# [PROMPT A]
Decide whether each of the following statements agrees with the vectorization article: (i) each experiment is run five times and the average execution time is reported, (ii) code generation time and compilation time are counted in the measured times, (iii) cross-element vectorization changes the total number of floating-point operations. For each, answer yes or no and quote the words of the vectorization article that decide it.
# [PROMPT B]
Write the next part of the vectorization article, picking up right after its last sentence.

# [ARTICLE]
########
We record the maximum execution time of the generated global assembly kernels on all MPI processes. This time does not includes the time in synchronization and MPI data exchange for halo updates. Each experiment is run five times, and the average execution time is reported. Exclusive access to the compute nodes is ensured and threads are pinned to individual logical cores. Startup costs such as code generation time and compilation time are excluded. We use automatic vectorization by GCC without batching, compiled with the optimization flags of Table 1, as the baseline for comparison. Comparing with our cross-element strategy, the baseline represents the out-of-the-box performance of compiler auto-vectorization for the local element kernel. We note that cross-element vectorization does not alter the algorithm of local assembly except for the vector expansion, as illustrated by Listing 2 and Listing 6. Consequently, the total number of floating-point operations remains the same. The performance benefit from cross-element vectorization is therefore composable with the operation-reduction optimizations performed by the form compiler to the local assembly kernels.

4.2 Experimental results and discussion

Figures 2 to 5 show the performance of the helmholtz and elasticity operators on Haswell and Skylake, vectorized with OpenMP SIMD directives (Section 3.1), and with vector extensions (Section 3.2). We indicate the fraction of peak performance achieved on the left axis, and the fraction of the LINPACK benchmark performance on the right axis. Figures 6 and 7 compare roofline models (Williams et al., 2009) of the baseline and our approach using vector extensions and the GCC compiler on Haswell and Skylake. The speed-up achieved is also summarized in Table 2.
########
# [DATASET]
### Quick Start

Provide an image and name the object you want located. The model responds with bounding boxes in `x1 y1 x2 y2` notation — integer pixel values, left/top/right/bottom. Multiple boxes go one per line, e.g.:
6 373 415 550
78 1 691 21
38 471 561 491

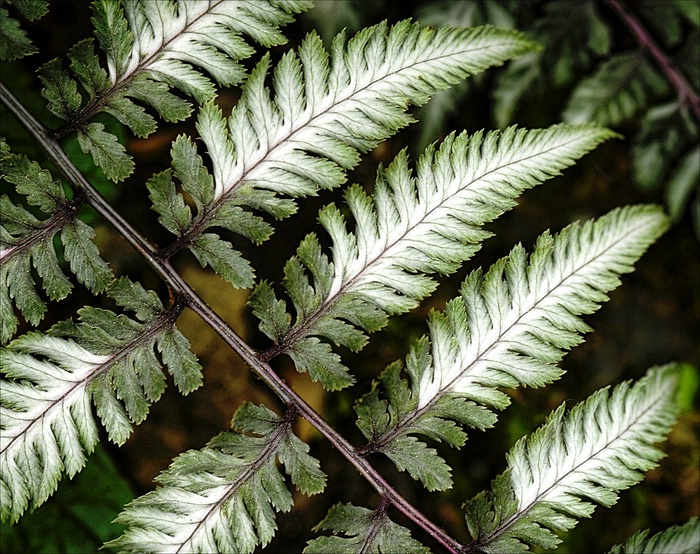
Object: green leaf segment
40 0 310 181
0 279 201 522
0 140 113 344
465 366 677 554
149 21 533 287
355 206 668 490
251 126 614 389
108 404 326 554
########
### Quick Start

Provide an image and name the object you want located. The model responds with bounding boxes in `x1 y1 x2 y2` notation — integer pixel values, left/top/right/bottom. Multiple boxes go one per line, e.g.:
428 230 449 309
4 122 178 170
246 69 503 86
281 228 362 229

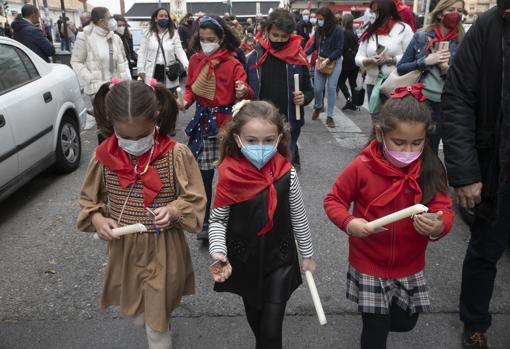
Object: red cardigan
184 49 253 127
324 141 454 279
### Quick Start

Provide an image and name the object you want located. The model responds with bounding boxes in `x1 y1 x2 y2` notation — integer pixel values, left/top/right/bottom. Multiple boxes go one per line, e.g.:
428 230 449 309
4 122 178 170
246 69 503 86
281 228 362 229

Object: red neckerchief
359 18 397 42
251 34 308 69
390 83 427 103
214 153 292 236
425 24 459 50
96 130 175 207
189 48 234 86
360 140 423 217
########
# [TASK RESPONSE A]
(i) Yes: "Each experiment is run five times, and the average execution time is reported."
(ii) No: "Startup costs such as code generation time and compilation time are excluded."
(iii) No: "Consequently, the total number of floating-point operations remains the same."

# [TASK RESPONSE B]
Figure 2.

The fraction of peak FLOP/s (as listed in Table 1) achieved by different compilers for operators {helmholtz, elasticity}, on meshes {tri, quad, tet, hex} on Haswell using vector extensions with 16 MPI processes. The dotted line indicates the fraction of peak performance achieved by LINPACK benchmark.

Figure 3.

The fraction of peak FLOP/s (as listed in Table 1) achieved by different compilers for operators {helmholtz, elasticity}, on meshes {tri, quad, tet, hex} on Haswell using OpenMP SIMD directives with 16 MPI processes. The dotted line indicates the fraction of peak performance achieved by LINPACK benchmark.

Figure 4.

The fraction of peak FLOP/s (as listed in Table 1) achieved by different compilers for operators {helmholtz, elasticity}, on meshes {tri, quad, tet, hex} on Skylake using vector extensions with 32 MPI processes. The dotted line indicates the fraction of peak performance achieved by the LINPACK benchmark.

Figure 5.

The fraction of peak FLOP/s (as listed in Table 1) achieved by different compilers for operators {helmholtz, elasticity}, on meshes {tri, quad, tet, hex} on Skylake using OpenMP SIMD directives with 32 MPI processes. The dotted line indicates the fraction of peak performance achieved by the LINPACK benchmark.

Figure 6.

Roofline model of operators for baseline and cross-element vectorization using GCC on Haswell. The dotted lines indicate the performance of the LINPACK benchmark.

Figure 7.

Roofline model of operators for baseline and cross-element vectorization using GCC on Skylake. The dotted lines indicate the performance of the LINPACK benchmark.

4.2.1 Compiler comparison and vector extensions

When vectorizing with OpenMP SIMD directives, ICC gives the best performance for almost all test cases, followed by Clang, while GCC is significantly less competitive. The performance disparity is more pronounced on Skylake than on Haswell. However, when using vector extensions, Clang and GCC improve significantly and are able to match the performance of ICC on both Haswell and Skylake, whereas ICC performs similarly with both OpenMP SIMD directives and vector extensions.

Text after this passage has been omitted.